'''

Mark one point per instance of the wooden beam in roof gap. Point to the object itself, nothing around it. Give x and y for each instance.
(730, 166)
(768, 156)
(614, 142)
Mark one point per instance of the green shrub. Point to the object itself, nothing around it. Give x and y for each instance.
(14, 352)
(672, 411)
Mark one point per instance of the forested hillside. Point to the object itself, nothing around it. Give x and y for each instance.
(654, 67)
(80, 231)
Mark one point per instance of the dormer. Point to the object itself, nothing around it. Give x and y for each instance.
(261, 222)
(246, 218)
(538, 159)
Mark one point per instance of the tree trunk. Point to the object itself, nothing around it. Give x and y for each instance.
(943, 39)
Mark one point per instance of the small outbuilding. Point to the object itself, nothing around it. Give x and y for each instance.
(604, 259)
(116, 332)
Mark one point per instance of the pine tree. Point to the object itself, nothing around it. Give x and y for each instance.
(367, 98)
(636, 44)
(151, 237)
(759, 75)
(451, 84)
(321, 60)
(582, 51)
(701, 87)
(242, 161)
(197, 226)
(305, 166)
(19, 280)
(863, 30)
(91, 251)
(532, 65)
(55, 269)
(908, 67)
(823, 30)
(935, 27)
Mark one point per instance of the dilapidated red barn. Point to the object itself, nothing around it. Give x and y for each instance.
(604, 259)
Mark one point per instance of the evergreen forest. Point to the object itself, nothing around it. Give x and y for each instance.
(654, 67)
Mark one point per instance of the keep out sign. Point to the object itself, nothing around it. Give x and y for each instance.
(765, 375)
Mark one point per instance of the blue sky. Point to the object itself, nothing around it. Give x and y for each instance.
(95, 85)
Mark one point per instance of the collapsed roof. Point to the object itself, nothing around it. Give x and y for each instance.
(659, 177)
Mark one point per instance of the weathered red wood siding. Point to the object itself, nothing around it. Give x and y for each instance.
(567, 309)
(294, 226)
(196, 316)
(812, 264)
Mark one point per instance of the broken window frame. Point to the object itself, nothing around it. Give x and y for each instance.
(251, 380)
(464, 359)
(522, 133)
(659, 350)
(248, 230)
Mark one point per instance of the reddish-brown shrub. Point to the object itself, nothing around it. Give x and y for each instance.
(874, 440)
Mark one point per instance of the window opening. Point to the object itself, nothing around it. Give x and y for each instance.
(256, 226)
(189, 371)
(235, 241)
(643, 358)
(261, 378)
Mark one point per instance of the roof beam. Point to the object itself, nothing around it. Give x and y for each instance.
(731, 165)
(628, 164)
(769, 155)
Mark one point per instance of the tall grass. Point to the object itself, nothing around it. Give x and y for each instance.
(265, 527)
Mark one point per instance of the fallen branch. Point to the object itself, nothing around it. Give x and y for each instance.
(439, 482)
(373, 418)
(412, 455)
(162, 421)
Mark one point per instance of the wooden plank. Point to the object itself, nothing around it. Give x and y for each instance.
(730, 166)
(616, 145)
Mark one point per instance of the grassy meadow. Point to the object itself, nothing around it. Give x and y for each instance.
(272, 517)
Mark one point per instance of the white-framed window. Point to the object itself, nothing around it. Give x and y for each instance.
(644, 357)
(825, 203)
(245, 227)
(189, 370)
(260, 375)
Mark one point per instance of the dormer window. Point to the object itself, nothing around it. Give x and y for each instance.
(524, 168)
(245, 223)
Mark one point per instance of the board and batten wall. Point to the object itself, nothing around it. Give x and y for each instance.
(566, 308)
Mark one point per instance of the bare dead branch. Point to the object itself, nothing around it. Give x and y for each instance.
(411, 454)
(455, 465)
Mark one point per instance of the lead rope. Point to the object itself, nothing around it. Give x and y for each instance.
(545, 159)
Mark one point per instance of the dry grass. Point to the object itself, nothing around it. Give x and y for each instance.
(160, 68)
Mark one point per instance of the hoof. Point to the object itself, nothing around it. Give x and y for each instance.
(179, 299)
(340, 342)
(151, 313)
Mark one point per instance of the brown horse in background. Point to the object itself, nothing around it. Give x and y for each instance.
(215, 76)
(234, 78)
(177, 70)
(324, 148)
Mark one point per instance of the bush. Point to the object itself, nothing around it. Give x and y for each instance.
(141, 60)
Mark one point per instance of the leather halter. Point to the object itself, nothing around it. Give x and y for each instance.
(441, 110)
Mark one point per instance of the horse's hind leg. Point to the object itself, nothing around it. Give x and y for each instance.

'''

> EXERCISE OBJECTIVE: Print the records above exactly as they appear.

> TASK RESULT:
Mark one point per instance of the wooden beam in roof gap. Point to the object itself, nothing around it. Give x and y for each instance.
(730, 166)
(768, 156)
(614, 142)
Mark one point per instance of the green shrub. Point to the object itself, nothing around it. Give x and y for each instance.
(14, 352)
(672, 411)
Mark one point per instance of the forested hillside. Point to the object itself, nothing around it. Give x and y for each instance.
(654, 67)
(80, 231)
Mark one point per instance of the dormer. Point to the object itself, nothing around it. Give x and y for each instance.
(261, 222)
(246, 218)
(538, 159)
Mark one point per instance of the tree trunk. Point to the object itself, nothing around it. Give x and y for each instance.
(943, 39)
Mark one point per instance of the small outbuilding. Point to the object itself, nothing around it. Give x and y for each instance.
(604, 259)
(116, 332)
Mark one point per instance of the pine tree. Point to the object itself, nothing around it. Give x and y for each instance.
(367, 98)
(636, 44)
(151, 237)
(759, 75)
(451, 84)
(321, 60)
(582, 51)
(701, 87)
(242, 161)
(197, 226)
(305, 166)
(19, 280)
(863, 30)
(91, 251)
(532, 65)
(55, 269)
(908, 67)
(823, 30)
(935, 27)
Mark one point per instance of the dilapidated red barn. Point to the object itself, nothing around it. Give x and y for each instance.
(604, 259)
Mark one point per instance of the evergreen forest. Point to the object itself, nothing around it. Give x and y for each instance.
(654, 67)
Mark one point per instance of the keep out sign. Point to the object itself, nothing around it. Give x and y for each instance.
(765, 375)
Mark one point per instance of the blue sky. Point to the object itself, nothing around it. Give x and y for each instance.
(95, 85)
Mark one point per instance of the collapsed roof. Point to the object itself, nothing around it. Give x and y for each instance.
(659, 177)
Mark one point per instance of the weathered red wood siding. Point to the object itself, nothing around it. Give x and y for each instance.
(567, 309)
(294, 226)
(196, 316)
(812, 264)
Mark one point per instance of the broken window frame. Point to the object itself, nothing around it. Give x and y for each instance.
(251, 380)
(464, 359)
(522, 133)
(659, 350)
(248, 230)
Mark one point per instance of the reddish-brown shrub. Point to the object itself, nothing around it. Give x and y for each instance.
(874, 440)
Mark one point per instance of the window opening. Point to the object itself, nothing around it. Give x and y for each instance.
(256, 226)
(189, 371)
(235, 241)
(643, 358)
(261, 378)
Mark one point per instance of the roof beam. Point to the object itself, nothing around it. Give x and y for each instance.
(731, 165)
(628, 164)
(769, 155)
Mark one point per instance of the tall grass. Point to the object itself, nothing around it. Give x and y for each instance.
(265, 527)
Mark one point per instance of the fallen branch. Point to the object itself, nothing around it. Give x and y for each instance.
(439, 482)
(373, 418)
(412, 455)
(162, 421)
Mark one point per instance of the wooden plank. Point to the object itself, nothing around it. Give x and y for each instance.
(730, 166)
(616, 145)
Mark one point per instance of the grassy meadow. Point to the object itself, nothing around it. Give x and y for each instance.
(272, 517)
Mark one point per instance of the white-framed window. Point to the object itself, nothing around it. Give x and y for each instance.
(644, 357)
(825, 203)
(245, 227)
(189, 370)
(260, 375)
Mark one point per instance of the dormer window. Point to the object itself, nothing around it. Give x and y for each instance.
(524, 168)
(245, 223)
Mark one point per instance of the board and batten wall. Point to the object itself, nothing around it. Give x and y for each instance.
(566, 308)
Mark one point per instance of the bare dead branch. Point to the object itself, nothing around it. Give x and y for each instance.
(411, 454)
(455, 465)
Mark one point per instance of the lead rope. Point to the object itself, nothing around it. Give x and y for each instance.
(545, 159)
Mark one point per instance of the dry grass. Point to the object itself, nothing around it. Give x and y for each instance.
(160, 68)
Mark one point per instance of the hoof. Point to the object itself, nothing around it. Give x and y for each instance.
(179, 299)
(340, 342)
(151, 313)
Mark one point per instance of the brown horse in background. Point to the object itself, nothing around it. Give x and y for each instance.
(215, 76)
(234, 78)
(177, 70)
(324, 148)
Mark one point per instance of the bush. Point to the object itself, nothing around it. Give x and y for each instance.
(141, 60)
Mark one point per instance of the leather halter. Point to the object itself, nothing around it. Give x and y for each instance.
(441, 110)
Mark one point per instance of the horse's hind leg. Point to the object itself, nothing around it. Give x and y for each instance.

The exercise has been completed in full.